Polecenie
Podaj dalszą część fragmentu o relacjach rządu PiS z nową szefową Komisji Europejskiej. Zacznij zaraz po jego ostatnim zdaniu.

Dla partii rządzącej Polską to bardzo słuszna decyzja, bo rząd w Warszawie musi na co dzień – i to na dziesiątkach poziomów – współpracować z Komisją Europejską, więc rozsądnie mieć poprawne stosunki z jej nową szefową. Czas pokaże, jaki dług wdzięczności wobec PiS zaciągnęła von der Leyen, a może tylko niemieccy chadecy rokujący w jej imieniu z Warszawą.

Przedstawione dane
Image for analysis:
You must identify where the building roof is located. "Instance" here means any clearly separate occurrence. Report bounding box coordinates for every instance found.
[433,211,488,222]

Poprawna odpowiedź
Bunt centrolewicy w Parlamencie Europejskim

Von der Leyen miała oficjalne poparcie swej rodzimej centroprawicowej Europejskiej Partii Ludowej (m.in. niemieccy chadecy i PO), liberałów z klubu Odnowić Europę oraz centrolewicy (S&D). Jednak w klubie S&D co najmniej jedna trzecia członków chciała głosować przeciw niej, w tym socjaldemokraci z Niemiec, Francji, Beneluksu, Grecji. Nie mogli pogodzić się z przegraną Fransa Timmermansa w wyścigu o fotel po Junckerze, choć ten – w przeciwieństwie do von der Leyen – otwarcie ubiegał się o to w eurowyborach. Ponadto wytykali von der Leyen, że była kiepską szefową MON w Niemczech i mało wie o Unii.

Dlatego centroprawica z EPL zabiegała o głosy partii spoza „koalicji” na rzecz nowej Komisji Europejskiej.